■ Problem description ■
Would you output the whole of the data exactly?

■ Data supplied ■
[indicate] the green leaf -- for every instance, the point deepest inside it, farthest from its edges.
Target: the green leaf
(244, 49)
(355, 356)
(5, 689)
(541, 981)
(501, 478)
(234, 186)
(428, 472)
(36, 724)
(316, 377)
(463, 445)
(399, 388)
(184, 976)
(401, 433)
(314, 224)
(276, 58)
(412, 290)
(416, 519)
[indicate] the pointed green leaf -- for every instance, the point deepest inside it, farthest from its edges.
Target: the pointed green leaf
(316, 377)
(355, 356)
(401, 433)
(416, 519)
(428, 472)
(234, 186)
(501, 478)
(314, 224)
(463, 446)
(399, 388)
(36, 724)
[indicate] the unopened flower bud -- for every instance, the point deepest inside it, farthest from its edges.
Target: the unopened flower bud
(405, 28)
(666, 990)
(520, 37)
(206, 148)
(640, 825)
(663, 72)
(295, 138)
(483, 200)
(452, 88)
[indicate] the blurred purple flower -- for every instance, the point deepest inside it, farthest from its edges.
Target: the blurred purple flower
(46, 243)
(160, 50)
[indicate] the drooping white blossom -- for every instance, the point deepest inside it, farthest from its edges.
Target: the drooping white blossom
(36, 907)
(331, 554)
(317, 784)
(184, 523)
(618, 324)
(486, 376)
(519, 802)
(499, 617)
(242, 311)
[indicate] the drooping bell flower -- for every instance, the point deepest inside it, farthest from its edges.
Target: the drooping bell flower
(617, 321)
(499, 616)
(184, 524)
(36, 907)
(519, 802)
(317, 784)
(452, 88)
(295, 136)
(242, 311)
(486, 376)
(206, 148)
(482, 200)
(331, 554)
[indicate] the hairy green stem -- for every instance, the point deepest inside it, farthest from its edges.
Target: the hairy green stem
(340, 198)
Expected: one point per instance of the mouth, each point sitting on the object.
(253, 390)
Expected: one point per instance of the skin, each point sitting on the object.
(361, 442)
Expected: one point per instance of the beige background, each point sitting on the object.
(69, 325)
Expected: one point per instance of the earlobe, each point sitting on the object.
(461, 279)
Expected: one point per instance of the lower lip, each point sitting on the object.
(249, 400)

■ Written solution ■
[indicate] the green leaf -- for every instance, the point deepest inside it, farthest from its edges.
Target: the green leaf
(244, 49)
(355, 356)
(5, 689)
(541, 981)
(501, 478)
(234, 186)
(428, 472)
(36, 724)
(316, 377)
(463, 445)
(399, 388)
(184, 976)
(401, 433)
(314, 224)
(276, 58)
(412, 290)
(416, 519)
[indicate] the pointed green leaf -- for every instance, the point deepest inside it, farthest from its edges.
Target: the pointed green leaf
(316, 377)
(355, 356)
(401, 433)
(416, 519)
(428, 472)
(234, 186)
(501, 478)
(314, 224)
(463, 446)
(399, 388)
(36, 724)
[indicate] the unopened flower bud -- for every instance, the point deepest inside it, farthest from its edges.
Target: the unopened flower bud
(405, 28)
(666, 990)
(520, 37)
(206, 148)
(640, 825)
(663, 72)
(295, 138)
(483, 200)
(452, 88)
[indicate] the blurred purple flower -- for every instance, the point deepest inside it, farthest from its edges.
Target: the blurred purple flower
(46, 243)
(160, 50)
[indicate] the drooping white blossom -- for every instance, the point deepest inside it, farthest from its edges.
Target: the drooping white blossom
(36, 907)
(331, 554)
(317, 784)
(184, 523)
(618, 324)
(486, 376)
(519, 802)
(499, 617)
(242, 311)
[indicate] the drooping bell flower -- for every instance, the point deepest inside it, farthest from its edges.
Target: the drooping bell flower
(617, 321)
(499, 616)
(184, 524)
(36, 907)
(519, 802)
(317, 784)
(452, 88)
(295, 136)
(242, 311)
(486, 376)
(206, 148)
(482, 200)
(331, 554)
[indicate] the hairy green stem -- for every instance, the point deepest inside it, farthest from its edges.
Target: the hairy green stem
(340, 198)
Expected: one point per instance of the mouth, each point sitting on the object.
(253, 390)
Expected: one point per instance of the skin, each point sitting on the object.
(361, 442)
Expected: one point per instance of the beige background, each point sitting on the object.
(69, 325)
Expected: one point per instance of the earlobe, each point sitting on the object.
(461, 279)
Expected: one point per instance of the lower lip, each point sitting on the object.
(249, 400)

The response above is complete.